**Prompt**
Please copy out every line of the rows below that contains the word "flower".

- - -

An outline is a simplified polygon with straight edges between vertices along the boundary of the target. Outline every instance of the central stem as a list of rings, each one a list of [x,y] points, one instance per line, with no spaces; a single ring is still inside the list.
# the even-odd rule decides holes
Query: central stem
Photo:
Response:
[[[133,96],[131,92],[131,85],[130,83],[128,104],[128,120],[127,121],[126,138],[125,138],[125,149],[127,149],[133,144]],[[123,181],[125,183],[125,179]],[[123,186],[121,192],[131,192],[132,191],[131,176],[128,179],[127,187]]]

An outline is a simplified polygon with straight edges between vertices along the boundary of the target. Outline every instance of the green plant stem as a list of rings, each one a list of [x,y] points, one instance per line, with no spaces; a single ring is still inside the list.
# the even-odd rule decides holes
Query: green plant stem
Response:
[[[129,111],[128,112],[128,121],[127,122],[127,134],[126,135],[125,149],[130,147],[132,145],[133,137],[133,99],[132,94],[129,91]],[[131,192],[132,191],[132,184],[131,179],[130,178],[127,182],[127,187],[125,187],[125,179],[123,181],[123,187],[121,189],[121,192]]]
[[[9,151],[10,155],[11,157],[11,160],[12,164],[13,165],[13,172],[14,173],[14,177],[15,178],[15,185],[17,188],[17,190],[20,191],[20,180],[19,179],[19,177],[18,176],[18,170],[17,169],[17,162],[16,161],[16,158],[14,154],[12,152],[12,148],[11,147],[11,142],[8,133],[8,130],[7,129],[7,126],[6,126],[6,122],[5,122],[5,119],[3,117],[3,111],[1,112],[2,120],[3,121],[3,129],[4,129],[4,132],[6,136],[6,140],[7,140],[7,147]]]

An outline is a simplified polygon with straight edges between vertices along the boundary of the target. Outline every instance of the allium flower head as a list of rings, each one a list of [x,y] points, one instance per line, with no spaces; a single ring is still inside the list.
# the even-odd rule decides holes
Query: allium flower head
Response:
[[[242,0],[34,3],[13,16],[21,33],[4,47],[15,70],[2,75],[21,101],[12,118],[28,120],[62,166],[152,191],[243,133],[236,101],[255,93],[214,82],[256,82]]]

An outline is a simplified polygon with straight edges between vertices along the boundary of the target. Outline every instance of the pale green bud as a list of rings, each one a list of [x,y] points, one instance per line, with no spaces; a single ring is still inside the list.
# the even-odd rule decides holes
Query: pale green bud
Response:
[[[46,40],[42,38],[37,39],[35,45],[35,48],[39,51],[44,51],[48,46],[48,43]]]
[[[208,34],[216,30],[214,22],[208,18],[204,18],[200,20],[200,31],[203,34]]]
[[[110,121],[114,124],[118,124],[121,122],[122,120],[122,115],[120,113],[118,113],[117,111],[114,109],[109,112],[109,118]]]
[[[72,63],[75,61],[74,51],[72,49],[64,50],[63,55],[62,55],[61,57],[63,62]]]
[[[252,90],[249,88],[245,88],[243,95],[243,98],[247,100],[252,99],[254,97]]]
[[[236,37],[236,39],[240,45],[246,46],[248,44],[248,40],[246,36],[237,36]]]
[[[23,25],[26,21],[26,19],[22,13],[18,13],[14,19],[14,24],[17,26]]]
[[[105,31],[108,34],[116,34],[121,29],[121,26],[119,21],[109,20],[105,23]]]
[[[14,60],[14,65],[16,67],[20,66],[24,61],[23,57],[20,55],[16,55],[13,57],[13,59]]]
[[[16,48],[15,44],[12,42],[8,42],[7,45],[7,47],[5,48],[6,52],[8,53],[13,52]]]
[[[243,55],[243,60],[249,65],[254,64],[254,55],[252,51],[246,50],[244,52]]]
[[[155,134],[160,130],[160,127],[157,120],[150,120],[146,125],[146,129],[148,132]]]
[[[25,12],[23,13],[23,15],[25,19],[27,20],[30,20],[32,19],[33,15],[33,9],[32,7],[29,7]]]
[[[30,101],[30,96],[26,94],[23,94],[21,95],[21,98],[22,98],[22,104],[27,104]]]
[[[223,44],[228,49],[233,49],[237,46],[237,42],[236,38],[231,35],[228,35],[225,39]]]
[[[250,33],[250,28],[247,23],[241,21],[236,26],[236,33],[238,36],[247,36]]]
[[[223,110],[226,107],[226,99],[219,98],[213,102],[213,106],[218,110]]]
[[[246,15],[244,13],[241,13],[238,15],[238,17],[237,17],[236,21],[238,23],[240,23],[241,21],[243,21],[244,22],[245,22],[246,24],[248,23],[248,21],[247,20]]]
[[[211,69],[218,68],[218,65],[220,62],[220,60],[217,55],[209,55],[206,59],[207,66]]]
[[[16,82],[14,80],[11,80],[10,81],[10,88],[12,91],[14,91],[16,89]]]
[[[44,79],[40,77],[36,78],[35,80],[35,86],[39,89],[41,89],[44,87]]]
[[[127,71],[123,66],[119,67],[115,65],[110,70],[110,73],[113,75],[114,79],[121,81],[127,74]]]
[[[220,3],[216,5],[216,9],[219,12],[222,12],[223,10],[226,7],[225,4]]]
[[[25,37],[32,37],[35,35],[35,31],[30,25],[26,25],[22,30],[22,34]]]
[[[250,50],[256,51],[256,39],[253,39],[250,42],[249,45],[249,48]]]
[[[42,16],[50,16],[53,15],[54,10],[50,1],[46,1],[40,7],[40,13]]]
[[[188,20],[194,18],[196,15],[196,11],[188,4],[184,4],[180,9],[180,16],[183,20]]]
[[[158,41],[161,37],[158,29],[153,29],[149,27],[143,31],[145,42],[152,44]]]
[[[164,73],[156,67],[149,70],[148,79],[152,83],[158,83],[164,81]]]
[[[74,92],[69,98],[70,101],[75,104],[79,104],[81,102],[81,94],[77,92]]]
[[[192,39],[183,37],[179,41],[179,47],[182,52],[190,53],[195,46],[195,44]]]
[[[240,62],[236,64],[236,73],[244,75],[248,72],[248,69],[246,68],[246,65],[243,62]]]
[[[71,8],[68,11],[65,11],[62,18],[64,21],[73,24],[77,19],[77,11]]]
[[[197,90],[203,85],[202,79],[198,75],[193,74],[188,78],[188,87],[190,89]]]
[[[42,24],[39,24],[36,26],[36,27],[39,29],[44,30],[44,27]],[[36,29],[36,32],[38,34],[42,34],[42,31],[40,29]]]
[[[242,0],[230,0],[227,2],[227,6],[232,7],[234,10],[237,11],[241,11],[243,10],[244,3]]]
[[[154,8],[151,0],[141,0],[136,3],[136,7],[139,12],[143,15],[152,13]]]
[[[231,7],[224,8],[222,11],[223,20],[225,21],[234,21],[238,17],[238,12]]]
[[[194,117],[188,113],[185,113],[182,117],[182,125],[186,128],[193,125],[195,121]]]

- - -

**The reply**
An outline is a simplified polygon with straight edges between vertices along the boundary of the target. Outline every instance of the allium flower head as a list of rings, each one a list of [x,y] points, one instance per line, with no spaces; a single ring is still inside the list.
Query: allium flower head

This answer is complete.